▶ Exercise prompt
Your answer should repeat the entries in full, exactly as given, with no pictures.

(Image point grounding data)
>>>

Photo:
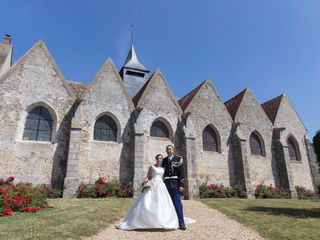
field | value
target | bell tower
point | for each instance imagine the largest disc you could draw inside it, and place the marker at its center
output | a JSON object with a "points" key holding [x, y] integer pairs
{"points": [[133, 73]]}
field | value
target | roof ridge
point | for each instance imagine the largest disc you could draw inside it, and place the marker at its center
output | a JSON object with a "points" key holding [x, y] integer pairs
{"points": [[233, 103], [185, 100], [271, 107]]}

<<<

▶ Solution to this problem
Photo:
field | value
target | bell tower
point | for each instance imagine the largest disc you could draw inside it, and place the marker at its center
output | a JSON object with a "points" key holding [x, y] integer pairs
{"points": [[133, 73]]}
field | value
target | roof ridge
point | for each instance imagine the largest disc you could draw inside it, and place the marker at its center
output | a JSON object with a "points" key holding [x, y] integer pairs
{"points": [[233, 103], [185, 100], [271, 107]]}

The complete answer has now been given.